- _Description of the task_: Transcribe the part of the free markets piece below, starting with "Why Free Markets" and going on through "be getting worse.".

- _Provided passage_:
§
Why Free Markets Make Fools of Us

An advertisement for Rolls-Royce from the late 1950s

Very few economists foresaw the great recession of 2008–2009. Why not? Economists have long assumed that human beings are “rational,” but behavioral findings about human fallibility have put a lot of pressure on that assumption. People tend to be overconfident; they display unrealistic optimism; they often deal poorly with risks; they neglect the long term (“present bias”); and they dislike losses a lot more than they like equivalent gains (“loss aversion”). And until recent years, most economists have not had much to say about the problem of inequality, which seems to be getting worse.

There is a strong argument that within the economics profession, these problems are closely linked, and that they have had unfortunate effects on public policy. Most economists celebrate free markets, invoking the appealing idea of consumer sovereignty. If people are buying potato chips, candy, and beer, or making risky investments, that’s their business; they know their own values and tastes. Outsiders, and especially those who work for the government, have no right to intervene. To be sure, things are different if someone is inflicting harms on third parties. If a company is emitting air pollution, the government can legitimately respond. But otherwise, many economists tend to believe that people should fend for themselves.
§
- _Extracted entries_:
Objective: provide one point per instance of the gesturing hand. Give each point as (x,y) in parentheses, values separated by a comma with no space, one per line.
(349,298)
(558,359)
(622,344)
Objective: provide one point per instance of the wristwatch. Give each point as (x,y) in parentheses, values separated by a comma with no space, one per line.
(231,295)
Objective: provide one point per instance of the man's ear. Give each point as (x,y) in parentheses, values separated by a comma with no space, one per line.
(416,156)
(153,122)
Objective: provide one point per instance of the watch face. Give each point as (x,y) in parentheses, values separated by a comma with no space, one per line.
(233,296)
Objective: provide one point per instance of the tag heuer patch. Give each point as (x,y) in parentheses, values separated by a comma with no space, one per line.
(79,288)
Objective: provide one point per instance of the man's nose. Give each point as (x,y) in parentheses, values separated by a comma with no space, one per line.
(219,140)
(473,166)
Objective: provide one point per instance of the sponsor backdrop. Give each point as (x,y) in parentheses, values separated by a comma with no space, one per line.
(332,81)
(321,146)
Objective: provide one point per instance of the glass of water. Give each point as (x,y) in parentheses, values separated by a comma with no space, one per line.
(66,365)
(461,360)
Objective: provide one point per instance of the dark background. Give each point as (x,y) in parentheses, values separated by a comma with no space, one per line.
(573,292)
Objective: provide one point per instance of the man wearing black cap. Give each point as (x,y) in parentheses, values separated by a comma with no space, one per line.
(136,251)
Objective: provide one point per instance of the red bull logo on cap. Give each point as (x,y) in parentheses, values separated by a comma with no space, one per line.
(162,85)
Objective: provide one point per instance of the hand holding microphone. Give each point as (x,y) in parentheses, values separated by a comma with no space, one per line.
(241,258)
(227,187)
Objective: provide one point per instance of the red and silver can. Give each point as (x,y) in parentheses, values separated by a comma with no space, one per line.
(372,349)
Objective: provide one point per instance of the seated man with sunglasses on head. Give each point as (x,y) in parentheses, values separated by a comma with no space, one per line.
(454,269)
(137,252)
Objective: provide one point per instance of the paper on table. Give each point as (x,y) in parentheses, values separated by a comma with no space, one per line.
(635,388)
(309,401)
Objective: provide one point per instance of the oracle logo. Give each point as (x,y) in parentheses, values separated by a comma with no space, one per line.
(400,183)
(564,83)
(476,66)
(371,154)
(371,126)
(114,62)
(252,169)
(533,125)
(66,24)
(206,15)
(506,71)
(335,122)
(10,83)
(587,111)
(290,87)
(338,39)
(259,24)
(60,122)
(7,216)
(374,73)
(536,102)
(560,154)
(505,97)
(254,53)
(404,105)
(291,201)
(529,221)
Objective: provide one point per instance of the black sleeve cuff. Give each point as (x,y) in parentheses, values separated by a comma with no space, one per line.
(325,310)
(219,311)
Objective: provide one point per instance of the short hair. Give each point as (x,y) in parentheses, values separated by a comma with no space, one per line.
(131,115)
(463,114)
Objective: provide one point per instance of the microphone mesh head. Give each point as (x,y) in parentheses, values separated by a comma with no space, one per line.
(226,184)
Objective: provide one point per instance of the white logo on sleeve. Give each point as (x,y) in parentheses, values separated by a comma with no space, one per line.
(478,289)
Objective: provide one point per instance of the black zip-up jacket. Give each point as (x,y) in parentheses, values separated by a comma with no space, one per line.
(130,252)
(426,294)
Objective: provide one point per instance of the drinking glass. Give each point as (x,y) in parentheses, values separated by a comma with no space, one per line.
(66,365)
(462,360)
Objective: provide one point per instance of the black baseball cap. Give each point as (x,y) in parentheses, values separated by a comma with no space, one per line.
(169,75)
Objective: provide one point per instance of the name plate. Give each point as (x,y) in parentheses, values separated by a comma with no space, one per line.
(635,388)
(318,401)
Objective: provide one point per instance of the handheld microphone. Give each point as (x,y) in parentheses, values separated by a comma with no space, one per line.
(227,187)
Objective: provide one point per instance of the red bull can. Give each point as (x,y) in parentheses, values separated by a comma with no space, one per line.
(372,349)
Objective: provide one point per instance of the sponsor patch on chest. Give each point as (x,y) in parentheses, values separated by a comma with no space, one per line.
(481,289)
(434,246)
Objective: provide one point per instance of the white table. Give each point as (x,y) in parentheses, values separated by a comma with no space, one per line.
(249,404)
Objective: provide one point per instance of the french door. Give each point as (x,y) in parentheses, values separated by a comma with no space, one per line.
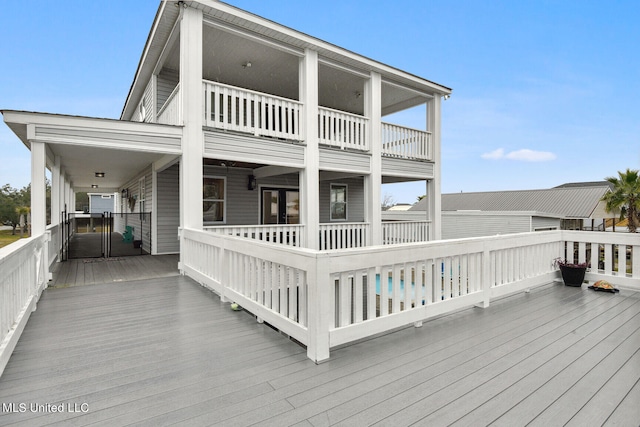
(280,206)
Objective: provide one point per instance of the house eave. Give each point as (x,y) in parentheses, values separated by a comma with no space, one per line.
(246,22)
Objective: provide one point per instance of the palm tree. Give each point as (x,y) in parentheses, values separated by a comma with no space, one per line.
(625,196)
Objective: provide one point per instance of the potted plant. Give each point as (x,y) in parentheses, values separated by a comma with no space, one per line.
(572,273)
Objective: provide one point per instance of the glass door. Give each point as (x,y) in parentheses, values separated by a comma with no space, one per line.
(280,206)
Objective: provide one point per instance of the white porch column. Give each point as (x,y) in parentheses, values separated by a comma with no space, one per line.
(310,176)
(56,191)
(192,137)
(38,188)
(434,209)
(373,182)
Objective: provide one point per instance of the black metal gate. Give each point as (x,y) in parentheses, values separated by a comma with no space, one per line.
(97,236)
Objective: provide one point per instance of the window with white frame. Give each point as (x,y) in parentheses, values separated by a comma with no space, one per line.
(338,202)
(213,200)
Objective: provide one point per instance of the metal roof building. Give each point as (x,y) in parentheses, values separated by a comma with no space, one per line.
(570,202)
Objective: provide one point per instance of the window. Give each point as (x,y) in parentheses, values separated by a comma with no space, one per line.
(213,200)
(338,202)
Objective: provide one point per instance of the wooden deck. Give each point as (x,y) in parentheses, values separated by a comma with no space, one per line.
(164,351)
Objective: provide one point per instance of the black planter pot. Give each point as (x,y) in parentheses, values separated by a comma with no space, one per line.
(572,276)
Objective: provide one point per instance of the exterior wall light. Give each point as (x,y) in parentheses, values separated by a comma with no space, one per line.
(253,184)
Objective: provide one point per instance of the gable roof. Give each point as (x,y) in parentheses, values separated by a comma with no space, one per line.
(568,202)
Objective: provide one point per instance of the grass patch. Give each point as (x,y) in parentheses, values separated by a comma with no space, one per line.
(7,238)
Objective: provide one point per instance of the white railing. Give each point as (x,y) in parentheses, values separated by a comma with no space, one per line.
(342,130)
(231,108)
(611,256)
(289,235)
(325,299)
(171,112)
(23,276)
(343,235)
(268,280)
(406,143)
(395,232)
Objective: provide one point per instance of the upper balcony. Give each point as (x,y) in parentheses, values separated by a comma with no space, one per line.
(259,114)
(252,85)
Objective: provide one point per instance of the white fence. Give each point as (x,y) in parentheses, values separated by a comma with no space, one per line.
(171,112)
(343,235)
(407,143)
(395,232)
(231,108)
(289,235)
(23,276)
(324,299)
(342,130)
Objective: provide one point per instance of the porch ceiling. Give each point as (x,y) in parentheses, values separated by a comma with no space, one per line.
(232,41)
(119,166)
(88,145)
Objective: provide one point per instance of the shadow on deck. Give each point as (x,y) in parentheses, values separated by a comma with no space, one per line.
(166,350)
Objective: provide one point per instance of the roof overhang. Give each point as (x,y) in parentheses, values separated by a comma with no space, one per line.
§
- _Answer_:
Why Free Markets Make Fools of Us

An advertisement for Rolls-Royce from the late 1950s

Very few economists foresaw the great recession of 2008–2009. Why not? Economists have long assumed that human beings are “rational,” but behavioral findings about human fallibility have put a lot of pressure on that assumption. People tend to be overconfident; they display unrealistic optimism; they often deal poorly with risks; they neglect the long term (“present bias”); and they dislike losses a lot more than they like equivalent gains (“loss aversion”). And until recent years, most economists have not had much to say about the problem of inequality, which seems to be getting worse.